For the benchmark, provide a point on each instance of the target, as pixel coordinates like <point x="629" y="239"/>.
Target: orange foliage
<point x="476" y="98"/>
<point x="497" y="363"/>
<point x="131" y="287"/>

◇ ◇ ◇ ◇ ◇ ◇ ◇

Task details: Copy the items above line for line, with no changes.

Output of the exercise:
For the benchmark, provide a point on each instance of the target, as pixel coordinates like <point x="629" y="239"/>.
Target: orange foliage
<point x="476" y="98"/>
<point x="497" y="363"/>
<point x="131" y="287"/>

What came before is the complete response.